_TEXTE DE L'EXERCICE_.
....................

Leur poids politique s’accroit, ils accèdent même à des responsabilités publiques et se laissent subvertir par des lobbies puissants qui attendent de cette légalisation du cannabis de juteuses royalties. Intérêts capitalistes, idéologie, démagogie politique,  transformation d’indignés en résignés, apaisement des enthousiasmes à créer, à produire, recherché par les tenants de la régression économique...

Dans quelle mesure le fait de consommer des substances psychoactives telles que le cannabis ou l’alcool - entre autres - est-il préjudiciable pour les individus les plus âgés ? S’exposent-ils à des risques auxquels ne sont pas confrontés des sujets plus jeunes ? 

Les méfaits individuels des drogues sont bien moindres chez l’adulte et plus encore chez le sujet âgé que chez l’adolescent. Chez ces derniers elles affectent la maturation cérébrale qui se déroule entre 12 et 24 ans, à la période des apprentissages, de la culture, qui font mauvais ménage avec la drogue de la crétinisation, qui gomme les affects, érode les ambitions, crée une démotivation, perturbe la cognition. Drogue  rendant les sujets tout puissants dans leur tête, sur place, qui remettent à plus tard ce qu’ils ne feront jamais, avec des troubles délirants et hallucinatoires, apprentissage à la schizophrénie ; dont on estime que 15% des nouveaux cas sont dus à sa consommation.

....................

_CONSIGNES_.
**A.** Dans le texte sur les drogues, réécrivez plus brièvement le paragraphe qui commence par « Les méfaits individuels des drogues » en gardant ses faits essentiels.
**B.** D'après le texte sur les drogues, entre quels âges se déroule la maturation cérébrale ?
**C.** Rédigez la suite du texte sur les drogues à partir de sa dernière phrase.
Le matériel n'est d'aucune utilité pour ces consignes.

_MATÉRIEL EXTRAIT_.
....................

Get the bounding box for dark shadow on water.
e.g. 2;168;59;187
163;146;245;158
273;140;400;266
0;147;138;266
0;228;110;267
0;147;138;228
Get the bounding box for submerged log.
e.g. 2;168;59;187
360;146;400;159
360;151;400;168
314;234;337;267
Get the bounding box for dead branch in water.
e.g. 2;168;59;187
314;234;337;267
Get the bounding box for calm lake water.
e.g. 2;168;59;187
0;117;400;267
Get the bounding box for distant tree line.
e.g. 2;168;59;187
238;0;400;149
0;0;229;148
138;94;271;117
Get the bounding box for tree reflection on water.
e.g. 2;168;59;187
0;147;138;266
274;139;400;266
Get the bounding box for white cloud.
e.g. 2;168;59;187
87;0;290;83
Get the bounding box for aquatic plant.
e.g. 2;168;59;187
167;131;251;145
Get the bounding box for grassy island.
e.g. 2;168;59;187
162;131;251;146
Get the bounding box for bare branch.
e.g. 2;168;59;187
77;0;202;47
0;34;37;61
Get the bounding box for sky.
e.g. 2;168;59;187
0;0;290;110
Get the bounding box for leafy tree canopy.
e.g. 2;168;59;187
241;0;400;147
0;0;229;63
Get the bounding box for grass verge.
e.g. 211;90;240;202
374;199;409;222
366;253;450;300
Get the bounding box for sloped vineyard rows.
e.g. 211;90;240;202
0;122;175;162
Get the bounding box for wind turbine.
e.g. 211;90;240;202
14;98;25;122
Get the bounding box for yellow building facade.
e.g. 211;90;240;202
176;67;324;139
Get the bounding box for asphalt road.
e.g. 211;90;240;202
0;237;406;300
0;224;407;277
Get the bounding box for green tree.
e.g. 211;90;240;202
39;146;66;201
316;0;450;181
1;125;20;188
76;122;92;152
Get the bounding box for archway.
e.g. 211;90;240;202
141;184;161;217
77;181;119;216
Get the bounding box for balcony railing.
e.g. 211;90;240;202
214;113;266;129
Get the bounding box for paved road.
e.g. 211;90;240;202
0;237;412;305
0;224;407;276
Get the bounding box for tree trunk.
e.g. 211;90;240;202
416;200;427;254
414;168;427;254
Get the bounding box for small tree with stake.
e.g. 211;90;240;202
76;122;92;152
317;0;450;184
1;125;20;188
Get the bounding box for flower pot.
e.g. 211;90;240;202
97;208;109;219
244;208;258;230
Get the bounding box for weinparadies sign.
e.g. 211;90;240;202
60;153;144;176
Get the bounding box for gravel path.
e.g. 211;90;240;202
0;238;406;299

....................

_CORRIGÉ_.
**A.** Les drogues nuisent bien moins à l'adulte, et encore moins au sujet âgé, qu'à l'adolescent. Chez ce dernier, elles perturbent la maturation cérébrale, qui se déroule entre 12 et 24 ans, à l'âge des apprentissages. Cette drogue efface les affects, mine l'ambition, démotive et trouble la cognition. Elle donne un sentiment de toute-puissance, pousse à tout remettre à plus tard et provoque délires et hallucinations. On estime que 15 % des nouveaux cas de schizophrénie sont dus à sa consommation.

**B.** Entre 12 et 24 ans.

**C.**
Alors que le cannabis est la drogue illégale la plus consommée en France, et que les habitudes de consommation se conservent tout au long de la vie, existe-t-il un risque de transmission de pratiques à risques de l’adulte à l’enfant ? Quelles peuvent en être les conséquences ? 

Chez l’adulte, au delà de 24 ans,  les troubles individuels sont significativement moindres, même si c’est l’âge des accidents mortels de la route et du travail. C’est le moment d’insister sur les effets épigénétiques du cannabis/THC (qui consistent en une modification du niveau d’expression de certains gènes, donc de certains caractères)  qui peuvent affecter les capacités cognitives, la vulnérabilité à des troubles anxieux et/ou dépressifs, l’appétence pour certaines drogues. Cela a été montré chez le Rat, son exposition au cannabis/THC produit, très longtemps après l’élimination de la drogue de l’organisme, une appétence redoublée pour les morphiniques ou pour la cocaïne ; le plaisir qu’il éprouve alors est si marqué que l’ancien consommateur de cannabis se fait piéger rapidement et intensément par ces dernières drogues. Plus grave encore est le fait que ces modifications épigénétiques des spermatozoïdes ou des ovules exposés au THC sont transmissibles, au moins en première génération aux enfants de ces parents intoxiqués, avec des conséquences multiples : malformations congénitales, déficits cognitifs,  troubles du spectre de l’autisme, troubles anxieux, dépressifs, vulnérabilité aux toxicomanies... Paraphrasant Ezéchiel : « les parents ont fumé le cannabis vert et leurs enfants en ont eu les neurones perturbés ».

Comment reconnaître les pratiques à risques chez les personnes âgées ? Une fois cette pratique identifiée, les traitements sont-ils identiques à ceux des sujets plus jeunes ?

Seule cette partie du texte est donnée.